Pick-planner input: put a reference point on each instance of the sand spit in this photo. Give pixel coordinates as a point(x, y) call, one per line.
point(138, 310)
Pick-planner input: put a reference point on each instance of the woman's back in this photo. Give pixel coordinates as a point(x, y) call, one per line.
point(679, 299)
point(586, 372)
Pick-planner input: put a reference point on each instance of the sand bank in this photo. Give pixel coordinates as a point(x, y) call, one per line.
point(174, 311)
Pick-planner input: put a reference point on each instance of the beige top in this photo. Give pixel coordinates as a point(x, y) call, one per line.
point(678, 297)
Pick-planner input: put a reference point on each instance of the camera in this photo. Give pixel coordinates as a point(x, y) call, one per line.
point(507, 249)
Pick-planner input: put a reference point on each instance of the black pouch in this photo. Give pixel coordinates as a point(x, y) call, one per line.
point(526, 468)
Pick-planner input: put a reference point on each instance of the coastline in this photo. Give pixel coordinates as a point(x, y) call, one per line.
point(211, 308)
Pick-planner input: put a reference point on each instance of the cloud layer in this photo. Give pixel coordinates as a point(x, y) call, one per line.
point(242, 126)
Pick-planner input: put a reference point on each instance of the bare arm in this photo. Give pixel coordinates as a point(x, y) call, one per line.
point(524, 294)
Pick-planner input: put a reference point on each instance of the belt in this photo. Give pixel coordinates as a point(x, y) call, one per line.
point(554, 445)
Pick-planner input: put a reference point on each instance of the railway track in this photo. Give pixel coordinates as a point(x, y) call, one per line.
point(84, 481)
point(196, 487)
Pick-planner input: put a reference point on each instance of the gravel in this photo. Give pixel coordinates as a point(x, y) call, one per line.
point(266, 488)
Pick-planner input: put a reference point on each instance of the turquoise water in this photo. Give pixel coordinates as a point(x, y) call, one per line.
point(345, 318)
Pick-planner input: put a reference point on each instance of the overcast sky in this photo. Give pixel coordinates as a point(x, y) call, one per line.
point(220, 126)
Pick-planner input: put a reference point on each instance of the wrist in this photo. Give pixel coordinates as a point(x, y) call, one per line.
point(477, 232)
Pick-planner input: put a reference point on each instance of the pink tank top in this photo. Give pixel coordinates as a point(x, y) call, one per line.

---

§ WHAT TO WORK ON:
Can you rewrite all of the material above, replacing "reference point" with "marker" everywhere it occurs and changing nothing else?

§ SOLUTION TO THE PROBLEM:
Pick-planner input: put a marker on each instance of the sand spit in this photo. Give pixel coordinates as a point(x, y) call, one per line.
point(138, 310)
Pick-planner input: put a marker on each instance of the woman's back in this photo. Give pixel coordinates as a point(x, y) call, one per line.
point(679, 299)
point(586, 372)
Pick-planner input: put a marker on each instance of the sand bank in this photo. Give pixel coordinates as a point(x, y) call, one per line.
point(174, 311)
Pick-planner input: put a marker on each instance of the beige top in this photo. Give pixel coordinates as a point(x, y) call, one per line.
point(678, 297)
Pick-planner input: put a marker on each instance of the camera in this photo. Give pixel coordinates as a point(x, y) call, one per line.
point(507, 249)
Pick-planner input: put a marker on each instance of the black pouch in this photo. Give pixel coordinates as a point(x, y) call, one per line.
point(526, 468)
Pick-planner input: put a marker on each instance of the coastline in this photo. Give pixel coordinates as a point(x, y) call, one per line.
point(211, 308)
Pick-planner input: put a marker on each instance of the cloud layer in this photo. Give pixel coordinates as a point(x, y) call, one per line.
point(242, 126)
Pick-planner input: put a marker on each instance of the bare arm in this photo. Give pixel coordinates as a point(x, y) call, one per line.
point(524, 294)
Pick-planner input: put a marker on each instance of the belt in this photo. Give pixel coordinates as a point(x, y) call, one per line.
point(554, 445)
Pick-planner input: put a marker on each instance of the railway track in this photo. Give pixel coordinates as a point(x, y) call, one per line.
point(84, 481)
point(196, 487)
Pick-planner input: put a marker on each instance of the gravel in this photo. Give pixel coordinates as a point(x, y) call, one per line.
point(266, 488)
Pick-planner input: put a marker on each instance of the turquoise water in this photo. Give pixel coordinates as a point(x, y) call, one per line.
point(345, 318)
Pick-planner input: put a marker on each instance of the overcast sky in this photo. Give pixel coordinates as a point(x, y) call, one per line.
point(220, 126)
Pick-planner input: put a marker on each instance of the wrist in this photo. Give pixel coordinates as a point(x, y) call, one per line.
point(477, 232)
Pick-planner input: put a marker on each instance of the pink tank top in this photo. Give pixel coordinates as a point(x, y) call, one per line.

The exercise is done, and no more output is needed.